History, Seamanship, Dynamics, and Design

ST129,  Colby College   January 1995
MTWTh, 12:30-2:30, Lovejoy 208  Professor Leonard Reich
(207) 872-3535  e-mail: lsreich@colby.edu


History, Seamanship, Dynamics, and Design

"A small sailing craft is not only beautiful, it is seductive and full of
strange promise and the hint of trouble."  E.B. White, "The Sea and the
Wind that Blows"

"It's ironic that sailing craft seem at last to be approaching a whole new
plateau of devel-opment, now that they have lost all trace of material
usefulness."  Tony Gibbs, Advanced Sailing

"Nor was this sloop of mine purely an engineer's conceit. She was born of
song and sculp-ture, too. I could hear it in the hum of her rigging. I
could see it in the flare of her hull. She owed a debt to the epics of
Homer and the fugues of Bach. She was an eloquent fusion of the war within
ourselves, the war which tears us apart, the ceaseless conflict between
science and art."  Richard Bode, First You Have to Row a Little Boat

"The motion of a sailboat properly tuned to her environment...I can only
describe as orchestral."  Steven Callahan, naval architect

"No matter how long you have been sailing or how much experience you have,
there is no end to the lessons sailing can hold for those who are open to
them."  Rod Stephens, Sailboat designer

"Go small.  Go simple.  Go now."  Lin and Larry Pardee, cruiser/authors

        The subtitle of this course describes its content.  We will
undertake to study the science, technology, craftsmanship, art, and
technique of sailing and sailboats.  Our purpose is also multifaceted: to
learn about the history of sail; about changing design, construction, and
use of sailboats; about how and why people go to sea, and what they learn
>from their experiences.  Our tools to achieve these purposes come from a
rich selection of readings, videos, and lectures, listed below.
----
Exercises to complete ▸
1. Which professor is named in the sailing course syllabus?
2. Translate this sentence from the sailing course syllabus into Spanish: "The subtitle of this course describes its content."
3. Transcribe everything in the sailing course syllabus from "The subtitle of" down to "lectures, listed below.".
----
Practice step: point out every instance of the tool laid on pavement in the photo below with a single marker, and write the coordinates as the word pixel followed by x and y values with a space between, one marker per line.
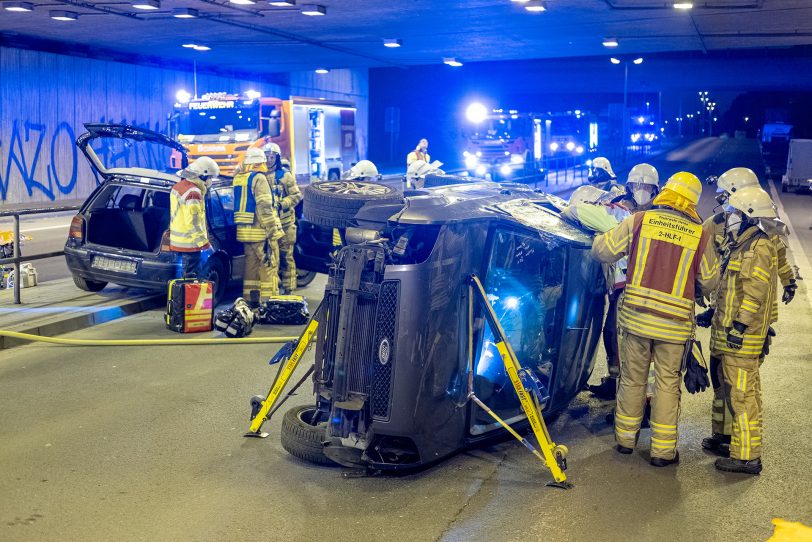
pixel 289 357
pixel 528 388
pixel 189 305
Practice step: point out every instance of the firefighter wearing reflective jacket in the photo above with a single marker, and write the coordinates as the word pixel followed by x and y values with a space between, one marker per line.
pixel 258 228
pixel 671 262
pixel 744 311
pixel 728 183
pixel 287 196
pixel 188 232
----
Answers for this exercise ▸
1. Professor Leonard Reich

2. El subtítulo de este curso describe su contenido.

3.
The subtitle of this course describes its content.  We will
undertake to study the science, technology, craftsmanship, art, and
technique of sailing and sailboats.  Our purpose is also multifaceted: to
learn about the history of sail; about changing design, construction, and
use of sailboats; about how and why people go to sea, and what they learn
>from their experiences.  Our tools to achieve these purposes come from a
rich selection of readings, videos, and lectures, listed below.